Quellentext =
■ ■ ■ ■ ■ ■ ■

Foto: Matthias Schrader/ap

München/Wien – Bayerns Ministerpräsident Horst Seehofer hat Österreich mangelnde Koordination des Flüchtlingszustroms an den ost- und südostbayerischen Grenzen vorgeworfen und sieht die deutsche Bundeskanzlerin Angela Merkel (CDU) in der Pflicht. "Dieses Verhalten Österreichs belastet die nachbarschaftlichen Beziehungen", sagte der CSU-Vorsitzende der "Passauer Neuen Presse" (Dienstagausgabe).

Seehofer fügte hinzu, es sei nun Merkels Aufgabe, mit der Regierung in Wien zu sprechen. "Die wichtigste Maßnahme, die sofort zu treffen wäre, wäre ein Telefonat der Bundeskanzlerin mit Österreichs Kanzler Faymann." Schließlich habe ein Telefonat der beiden Regierungschefs auch die Politik der offenen Grenzen eingeleitet, argumentierte er.

■ ■ ■ ■ ■ ■ ■

Angezeigte Informationen =
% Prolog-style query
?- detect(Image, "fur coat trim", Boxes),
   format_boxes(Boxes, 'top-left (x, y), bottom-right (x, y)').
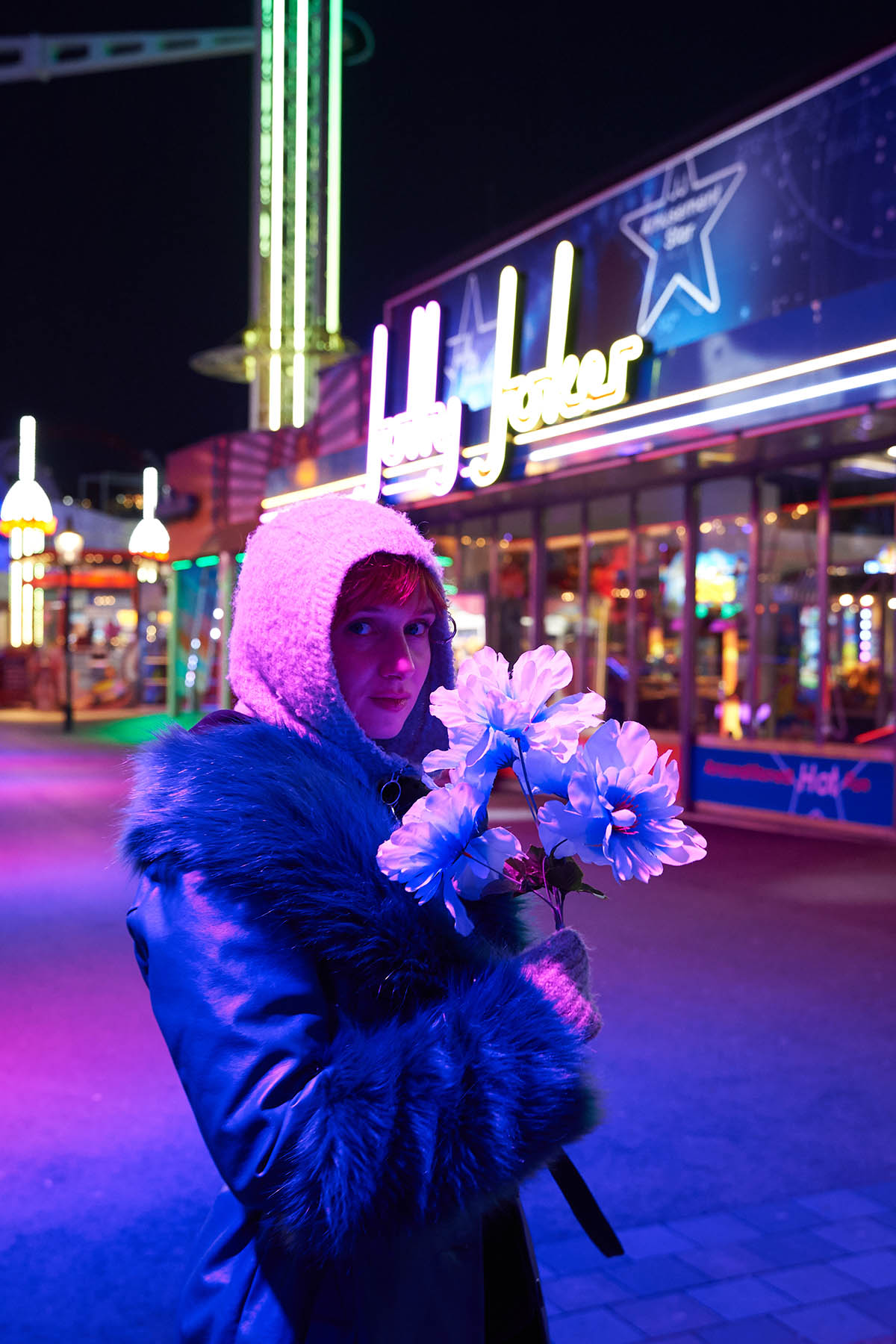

■ ■ ■ ■ ■ ■ ■

Ihre Aufgaben =
(a) Nennen Sie alle Personen, die im Bericht über Seehofers Kritik an Österreich namentlich vorkommen. Die Fotoangabe zählt nicht dazu.
(b) Beantworten Sie anhand des Berichts über Seehofers Kritik an Österreich diese Fragen:
(i) Welcher Zeitung gegenüber äußerte sich Seehofer?
(ii) An welchen Grenzen wirft Seehofer Österreich mangelnde Koordination des Flüchtlingszustroms vor?
(iii) Welche Maßnahme wäre nach Seehofer sofort zu treffen?
(c) Schreiben Sie den Bericht über Seehofers Kritik an Österreich im selben Stil nach dem letzten Satz weiter.
Für die Bearbeitung brauchen Sie die Auflistung nicht.

Lösungen =
(a) Horst Seehofer, Angela Merkel, Faymann

(b)
(i) Der "Passauer Neuen Presse" (Dienstagausgabe).
(ii) An den ost- und südostbayerischen Grenzen.
(iii) Ein Telefonat der Bundeskanzlerin mit Österreichs Kanzler Faymann.

(c)
"Möglichst schneller Durchzug"

Auch der bayerische Innenminister Joachim Herrmann kritisierte die österreichischen Behörden. "Da wird nur auf möglichst schnellen Durchzug geschaltet, und das können wir so nicht akzeptieren", sagte der Christsoziale am Dienstag dem Bayerischen Rundfunk (Bayern 2, "Radiowelt am Morgen"). "Das ist ein unverantwortliches Verhalten der österreichischen Kollegen."

Hermann ergänzte, Österreich bringe ohne Vorankündigung tausende Flüchtlinge an die Grenze und sei bisher zu keiner Zusammenarbeit bereit. "Ich habe das so mit Österreich noch nie erlebt." Falls sich dies nicht grundlegend ändere, müsse an der Grenze restriktiver verfahren werden, warnte er.

"Engster Kontakt"

Kanzleramtsminister Josef Ostermayer (SPÖ) unterstrich am Dienstag, dass Bundeskanzler Werner Faymann (SPÖ) "in engstem Kontakt mit Kanzlerin Angela Merkel" stehe. Erst am Sonntag beim Sondertreffen in Brüssel hätten die beiden Regierungschefs wieder ausführlich über die gemeinsame Vorgangsweise gesprochen, so Ostermayer in einer Aussendung. Er selbst sei auch auf Koordinatorenebene "in Abstimmung mit dem deutschen Kanzleramtsminister Peter Altmeier".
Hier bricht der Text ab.